* **WHAT IS BEING ASKED**: Pictures aside, quote the whole listing exactly.

(Object point labels)
******
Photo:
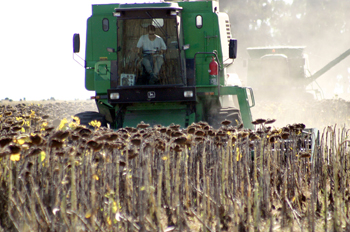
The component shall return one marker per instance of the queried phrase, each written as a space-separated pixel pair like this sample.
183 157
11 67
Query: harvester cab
162 63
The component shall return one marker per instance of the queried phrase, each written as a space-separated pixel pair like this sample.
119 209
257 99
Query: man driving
151 47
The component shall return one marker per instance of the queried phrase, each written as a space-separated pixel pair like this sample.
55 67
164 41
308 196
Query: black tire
229 113
88 116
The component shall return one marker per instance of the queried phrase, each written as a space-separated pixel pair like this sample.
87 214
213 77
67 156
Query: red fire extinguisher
213 72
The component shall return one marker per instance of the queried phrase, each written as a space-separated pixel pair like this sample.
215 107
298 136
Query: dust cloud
323 28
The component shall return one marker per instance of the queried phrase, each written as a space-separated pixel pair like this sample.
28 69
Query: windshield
148 52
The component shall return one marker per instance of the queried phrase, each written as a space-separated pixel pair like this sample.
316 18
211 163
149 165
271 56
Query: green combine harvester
180 80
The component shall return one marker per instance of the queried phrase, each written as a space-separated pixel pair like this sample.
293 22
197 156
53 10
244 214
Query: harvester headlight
114 96
188 94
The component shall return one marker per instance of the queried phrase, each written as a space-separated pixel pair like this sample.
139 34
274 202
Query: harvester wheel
229 113
88 116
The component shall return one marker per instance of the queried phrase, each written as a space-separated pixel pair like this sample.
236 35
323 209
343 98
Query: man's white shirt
149 46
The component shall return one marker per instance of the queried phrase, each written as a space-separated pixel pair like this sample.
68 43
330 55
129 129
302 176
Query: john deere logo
151 94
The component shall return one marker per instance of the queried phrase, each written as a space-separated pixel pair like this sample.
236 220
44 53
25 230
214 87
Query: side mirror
111 50
76 43
233 49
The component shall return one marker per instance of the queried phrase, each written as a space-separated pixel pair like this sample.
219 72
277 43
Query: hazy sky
36 48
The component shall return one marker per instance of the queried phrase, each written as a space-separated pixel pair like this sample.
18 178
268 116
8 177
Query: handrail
219 68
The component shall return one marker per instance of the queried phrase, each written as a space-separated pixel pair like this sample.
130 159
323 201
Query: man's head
151 29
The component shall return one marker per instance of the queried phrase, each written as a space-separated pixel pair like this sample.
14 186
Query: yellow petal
******
* **RESPONSE TO THE TASK**:
Photo:
The component shall return one marker per instance of the queried phrase, each written as a space-separated pixel pair like this sample.
183 157
11 67
Query: harvester cab
162 63
The component shall return one marker per instance of the queried phrase, each written as a space-separated pixel pair like this sample.
119 209
257 99
Query: man driving
151 47
The component shall return one marker per instance of the queried phrase, each written as a space-separated pixel pair like this sample.
55 67
164 41
308 196
Query: black tire
229 113
88 116
The component shall return one marker per instance of the queried phrase, each written as a space-separated pixel pair like this sample.
87 214
213 77
67 156
Query: red fire extinguisher
213 72
The component shall return one marker per instance of the queried phrase, each written as a space-separated pixel pair like this sample.
215 107
298 136
Query: dust cloud
323 28
The component shall return one marker per instance of the queried phrase, each written as a space-separated pixel pair like this sample.
28 69
Query: windshield
148 52
The component shall return one marker per instance of the queried phrase, each written as a space-separated pixel pair like this sample.
316 18
211 163
149 165
271 56
Query: green combine harvester
180 80
The component shall return one marker per instance of the queried phrase, each written as a space-separated pixel pair like this sample.
293 22
197 156
53 10
244 214
Query: harvester headlight
114 96
188 94
The component shall return one marker per instance of the queried phrase, each written as a space-separated pixel pair like this sample.
139 34
274 202
Query: harvester wheel
229 113
88 116
The component shall return one marker per instance of the queried phrase, each written as a space-separated pixel pair like this sample.
236 35
323 209
343 98
Query: man's white shirt
149 46
The component shall return one marker per instance of the queried phrase, each written as a space-separated pixel pair like this sample.
68 43
330 55
129 129
302 176
Query: john deere logo
151 94
The component shall return one marker per instance of the queried phrase, each written as a space-separated pixel pair like this sample.
236 220
44 53
25 230
214 87
Query: side mirror
111 50
76 43
233 49
The component shall return one marker per instance of the queried phrase, each written as a space-separated pixel pair like this sample.
219 72
277 43
Query: hazy sky
36 48
The component shall return one marker per instance of the queried phrase, each written as a space-separated pixel pair like this sample.
18 178
268 116
8 177
Query: handrail
219 68
The component shall return one marker per instance of the queried phrase, each written as a space-separated pixel pair like this sample.
130 159
323 201
Query: man's head
151 29
The component shall return one marker per instance of the queried phrase, each written as a space-separated pixel pair like this sample.
14 186
Query: yellow petal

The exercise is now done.